(Items from a dataset)
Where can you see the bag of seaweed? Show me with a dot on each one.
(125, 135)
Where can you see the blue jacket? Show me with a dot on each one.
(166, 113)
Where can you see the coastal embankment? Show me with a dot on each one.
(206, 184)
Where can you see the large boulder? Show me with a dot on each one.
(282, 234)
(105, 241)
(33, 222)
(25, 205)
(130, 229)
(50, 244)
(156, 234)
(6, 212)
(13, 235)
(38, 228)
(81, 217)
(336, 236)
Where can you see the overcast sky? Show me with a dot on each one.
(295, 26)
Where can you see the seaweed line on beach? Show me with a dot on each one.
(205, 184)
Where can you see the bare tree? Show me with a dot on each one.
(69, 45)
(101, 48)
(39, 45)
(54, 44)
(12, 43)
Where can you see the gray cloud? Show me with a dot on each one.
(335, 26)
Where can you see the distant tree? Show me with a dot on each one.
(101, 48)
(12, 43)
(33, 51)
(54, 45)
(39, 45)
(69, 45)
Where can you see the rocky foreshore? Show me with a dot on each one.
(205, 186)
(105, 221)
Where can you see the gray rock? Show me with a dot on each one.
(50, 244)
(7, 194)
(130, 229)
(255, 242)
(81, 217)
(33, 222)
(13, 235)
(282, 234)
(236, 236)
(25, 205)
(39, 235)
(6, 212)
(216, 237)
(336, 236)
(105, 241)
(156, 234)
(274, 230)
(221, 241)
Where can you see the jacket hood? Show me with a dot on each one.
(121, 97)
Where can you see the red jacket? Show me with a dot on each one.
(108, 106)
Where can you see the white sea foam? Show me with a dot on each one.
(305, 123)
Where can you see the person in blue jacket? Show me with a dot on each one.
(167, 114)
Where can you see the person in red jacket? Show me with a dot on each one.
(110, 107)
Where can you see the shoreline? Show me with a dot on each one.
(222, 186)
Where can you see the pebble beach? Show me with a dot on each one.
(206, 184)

** What you need to do **
Could you set down exactly the lines above, from the one containing "Where can you see the large" through the last, including both and nothing else?

** The answer **
Where can you see the large boulder? Show me with a dot on each one.
(282, 234)
(105, 241)
(33, 222)
(25, 205)
(130, 229)
(50, 244)
(156, 234)
(6, 212)
(13, 235)
(38, 228)
(81, 217)
(336, 236)
Where can you see the overcast sky? Show me with a dot on each one.
(295, 26)
Where can you see the seaweed line on beach? Show me with a dot on each one.
(205, 184)
Where can you see the bare tree? Show me with a dot on each one.
(69, 45)
(101, 48)
(39, 45)
(54, 44)
(12, 43)
Where can you see the gray cloud? Show me with a dot on each one.
(335, 26)
Where can you see the distant tree? Show me with a dot on each one.
(101, 48)
(12, 43)
(33, 51)
(54, 45)
(39, 45)
(69, 45)
Where can you see the rocky foreshore? Show me with a dot on each one.
(205, 186)
(105, 221)
Where can you see the gray rock? Show me with a dot on each one.
(50, 244)
(7, 194)
(130, 229)
(255, 242)
(81, 217)
(33, 222)
(13, 235)
(282, 234)
(236, 236)
(25, 205)
(39, 235)
(6, 212)
(216, 237)
(336, 236)
(105, 241)
(156, 234)
(274, 230)
(221, 241)
Where can you see the jacket hood? Show me with a dot on each one.
(121, 97)
Where can you see the red jacket? Show me with a dot on each one.
(108, 106)
Where can you see the white sea foam? Show me with a dot on each one.
(305, 123)
Where can you see the person in blue jacket? Show me with a dot on each one.
(167, 114)
Where can you see the person in red jacket? Show me with a dot on each one.
(110, 107)
Where can you see the shoreline? Show me with a dot on each one.
(222, 186)
Where can you see the pebble beach? Show me with a dot on each one.
(206, 184)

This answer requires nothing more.